_What you will do_
Reproduce all of the data exactly, with no line skipped.

Pointing and labeling entries
- - - - - - -
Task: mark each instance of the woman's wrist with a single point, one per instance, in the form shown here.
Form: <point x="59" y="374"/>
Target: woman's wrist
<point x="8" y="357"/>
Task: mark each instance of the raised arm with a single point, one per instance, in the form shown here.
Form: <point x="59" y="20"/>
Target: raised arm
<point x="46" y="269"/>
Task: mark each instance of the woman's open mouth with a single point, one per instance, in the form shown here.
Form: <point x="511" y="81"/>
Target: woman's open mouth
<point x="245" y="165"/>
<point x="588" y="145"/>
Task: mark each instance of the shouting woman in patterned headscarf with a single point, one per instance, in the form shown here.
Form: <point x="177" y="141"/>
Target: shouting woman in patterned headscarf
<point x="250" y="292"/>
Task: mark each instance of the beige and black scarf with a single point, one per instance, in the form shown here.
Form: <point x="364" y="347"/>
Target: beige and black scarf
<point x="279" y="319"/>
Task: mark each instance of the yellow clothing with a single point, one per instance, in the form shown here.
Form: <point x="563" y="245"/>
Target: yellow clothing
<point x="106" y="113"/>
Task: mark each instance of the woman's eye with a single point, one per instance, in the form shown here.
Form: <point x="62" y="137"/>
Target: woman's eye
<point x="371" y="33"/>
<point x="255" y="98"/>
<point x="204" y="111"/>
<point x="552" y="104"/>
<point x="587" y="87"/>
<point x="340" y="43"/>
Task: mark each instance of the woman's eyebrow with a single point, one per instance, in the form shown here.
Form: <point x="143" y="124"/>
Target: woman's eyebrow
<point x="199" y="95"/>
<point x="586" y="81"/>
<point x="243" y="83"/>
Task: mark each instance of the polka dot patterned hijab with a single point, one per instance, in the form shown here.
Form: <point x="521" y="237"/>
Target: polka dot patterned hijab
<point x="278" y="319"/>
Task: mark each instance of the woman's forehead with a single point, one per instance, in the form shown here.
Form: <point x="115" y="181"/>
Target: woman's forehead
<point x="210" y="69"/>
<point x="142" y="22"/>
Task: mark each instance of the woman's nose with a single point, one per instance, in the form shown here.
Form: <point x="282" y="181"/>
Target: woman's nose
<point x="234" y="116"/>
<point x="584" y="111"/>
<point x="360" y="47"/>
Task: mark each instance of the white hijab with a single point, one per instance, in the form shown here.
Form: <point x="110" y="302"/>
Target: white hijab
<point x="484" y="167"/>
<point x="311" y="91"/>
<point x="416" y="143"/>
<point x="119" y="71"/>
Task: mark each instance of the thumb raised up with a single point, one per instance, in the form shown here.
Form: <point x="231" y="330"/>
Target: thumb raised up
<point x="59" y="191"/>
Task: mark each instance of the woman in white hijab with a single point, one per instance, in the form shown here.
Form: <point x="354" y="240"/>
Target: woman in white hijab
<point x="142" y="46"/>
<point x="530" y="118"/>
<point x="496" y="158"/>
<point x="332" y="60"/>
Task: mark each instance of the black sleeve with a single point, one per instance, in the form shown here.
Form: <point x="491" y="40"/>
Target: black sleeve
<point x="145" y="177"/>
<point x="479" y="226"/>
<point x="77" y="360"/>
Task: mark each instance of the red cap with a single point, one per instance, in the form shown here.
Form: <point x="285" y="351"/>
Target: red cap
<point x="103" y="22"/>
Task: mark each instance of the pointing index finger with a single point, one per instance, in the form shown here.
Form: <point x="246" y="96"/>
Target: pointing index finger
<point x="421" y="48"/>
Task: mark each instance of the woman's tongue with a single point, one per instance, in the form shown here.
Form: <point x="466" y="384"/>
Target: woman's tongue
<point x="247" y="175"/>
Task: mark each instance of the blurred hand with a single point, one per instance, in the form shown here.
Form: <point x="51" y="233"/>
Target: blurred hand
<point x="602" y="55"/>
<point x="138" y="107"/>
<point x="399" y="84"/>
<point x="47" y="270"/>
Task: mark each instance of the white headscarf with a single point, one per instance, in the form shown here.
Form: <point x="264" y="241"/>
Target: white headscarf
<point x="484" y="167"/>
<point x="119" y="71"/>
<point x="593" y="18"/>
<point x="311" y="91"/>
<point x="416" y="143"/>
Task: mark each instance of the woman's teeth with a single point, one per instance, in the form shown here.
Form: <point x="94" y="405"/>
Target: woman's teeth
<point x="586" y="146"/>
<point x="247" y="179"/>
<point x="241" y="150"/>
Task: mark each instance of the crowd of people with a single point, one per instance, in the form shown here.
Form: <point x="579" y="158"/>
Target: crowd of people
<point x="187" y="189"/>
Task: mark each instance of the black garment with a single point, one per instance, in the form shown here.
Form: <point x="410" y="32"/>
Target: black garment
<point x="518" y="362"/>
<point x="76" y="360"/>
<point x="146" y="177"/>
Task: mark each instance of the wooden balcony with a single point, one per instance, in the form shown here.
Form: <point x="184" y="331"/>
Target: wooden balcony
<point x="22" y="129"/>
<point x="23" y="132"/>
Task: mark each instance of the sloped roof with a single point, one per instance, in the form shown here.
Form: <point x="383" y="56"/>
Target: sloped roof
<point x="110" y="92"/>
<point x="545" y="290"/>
- - - - - - -
_Reply_
Task: mark each instance of the woman's wrist with a single point, one per instance, in the form shown here.
Form: <point x="59" y="374"/>
Target: woman's wrist
<point x="8" y="357"/>
Task: mark each instance of the raised arm with a single point, one per instance, in the form shown here.
Form: <point x="59" y="20"/>
Target: raised arm
<point x="46" y="269"/>
Task: mark each instance of the woman's open mouth with a single point, one per instance, in the form shown here.
Form: <point x="511" y="81"/>
Target: woman's open mouth
<point x="245" y="165"/>
<point x="588" y="145"/>
Task: mark each instance of the shouting woman in patterned headscarf with a single point, one per instance, in the form shown here.
Form: <point x="177" y="141"/>
Target: shouting woman in patterned headscarf
<point x="250" y="292"/>
Task: mark each instance of the beige and black scarf with a single point, one per instance, in the form shown here.
Form: <point x="364" y="347"/>
Target: beige and black scarf
<point x="279" y="319"/>
Task: mark each instance of the yellow clothing with a single point, one per instance, in the form shown here.
Form: <point x="563" y="245"/>
Target: yellow clothing
<point x="106" y="113"/>
Task: mark each instance of the woman's eye with a single point, one per instance, in the form shown here.
Form: <point x="62" y="137"/>
Target: woman's eye
<point x="371" y="33"/>
<point x="255" y="98"/>
<point x="204" y="111"/>
<point x="552" y="104"/>
<point x="587" y="87"/>
<point x="340" y="43"/>
Task: mark each instance of the woman's eyebrow with a single point, one per instance, in the form shown here.
Form: <point x="143" y="124"/>
Target: woman's eyebrow
<point x="199" y="95"/>
<point x="586" y="81"/>
<point x="243" y="83"/>
Task: mark each instance of the polka dot patterned hijab with a single point, one per instance, in the form shown here.
Form: <point x="521" y="237"/>
Target: polka dot patterned hijab
<point x="278" y="319"/>
Task: mark each instance of the woman's forehead with a single point, one per instance, in the form shown here.
Form: <point x="115" y="181"/>
Target: woman's forehead
<point x="210" y="69"/>
<point x="142" y="22"/>
Task: mark each instance of the woman's nose with a single point, one per instance, in the form shown here.
Form: <point x="282" y="181"/>
Target: woman's nose
<point x="234" y="116"/>
<point x="584" y="111"/>
<point x="360" y="47"/>
Task: mark each instance of the white hijab with a single point, one per instance, in the form shown here.
Form: <point x="110" y="302"/>
Target: white hijab
<point x="484" y="167"/>
<point x="311" y="91"/>
<point x="416" y="143"/>
<point x="119" y="71"/>
Task: mark each instance of the thumb raised up with a single point, one per instance, in the form shown here.
Form: <point x="231" y="330"/>
Target: thumb raised up
<point x="59" y="191"/>
Task: mark each instance of the woman in white hijab with a single point, one per instance, in the form shown here.
Form: <point x="354" y="240"/>
Target: woman in white hijab
<point x="142" y="46"/>
<point x="530" y="118"/>
<point x="496" y="158"/>
<point x="332" y="60"/>
Task: mark each instance of the black sleeve with a single point, one per instance, in the form shown here.
Form: <point x="491" y="40"/>
Target: black sleeve
<point x="145" y="177"/>
<point x="479" y="226"/>
<point x="77" y="360"/>
Task: mark each instance of the red cap with a single point, one per instance, in the form shown here.
Form: <point x="285" y="351"/>
Target: red cap
<point x="103" y="22"/>
Task: mark each instance of the pointing index finger with a single point, one per instance, in the form shown here.
Form: <point x="246" y="96"/>
Target: pointing index finger
<point x="421" y="48"/>
Task: mark each instance of the woman's tongue with a single point, one per instance, in the form shown here.
Form: <point x="466" y="384"/>
Target: woman's tongue
<point x="247" y="175"/>
Task: mark each instance of the blurred hand with a single point, one per instance, in the form shown here.
Form: <point x="51" y="233"/>
Target: blurred hand
<point x="602" y="55"/>
<point x="138" y="107"/>
<point x="399" y="84"/>
<point x="47" y="270"/>
Task: mark each instance of the white headscarf with a single point, one per instance, in the form shown here.
Form: <point x="264" y="241"/>
Target: white headscarf
<point x="484" y="167"/>
<point x="119" y="71"/>
<point x="593" y="18"/>
<point x="311" y="91"/>
<point x="416" y="143"/>
Task: mark each instance of the woman's teeth with a single point, one per instance, in the form shown here.
Form: <point x="94" y="405"/>
Target: woman's teeth
<point x="586" y="146"/>
<point x="247" y="179"/>
<point x="241" y="150"/>
Task: mark each instance of the crowd of people with a single point, one per instance, in the form shown here.
Form: <point x="579" y="158"/>
Target: crowd of people
<point x="187" y="189"/>
Task: mark each instance of the black garment with a single point, one per instance, in the form shown here.
Form: <point x="410" y="32"/>
Target: black garment
<point x="518" y="362"/>
<point x="76" y="360"/>
<point x="146" y="177"/>
Task: mark each instance of the wooden balcony with a single point, one per instance, in the form shown here.
Form: <point x="184" y="331"/>
Target: wooden balcony
<point x="22" y="129"/>
<point x="23" y="132"/>
Task: mark each instance of the sloped roof with a single point, one per instance, in the form shown here.
Form: <point x="383" y="56"/>
Target: sloped roof
<point x="110" y="92"/>
<point x="545" y="290"/>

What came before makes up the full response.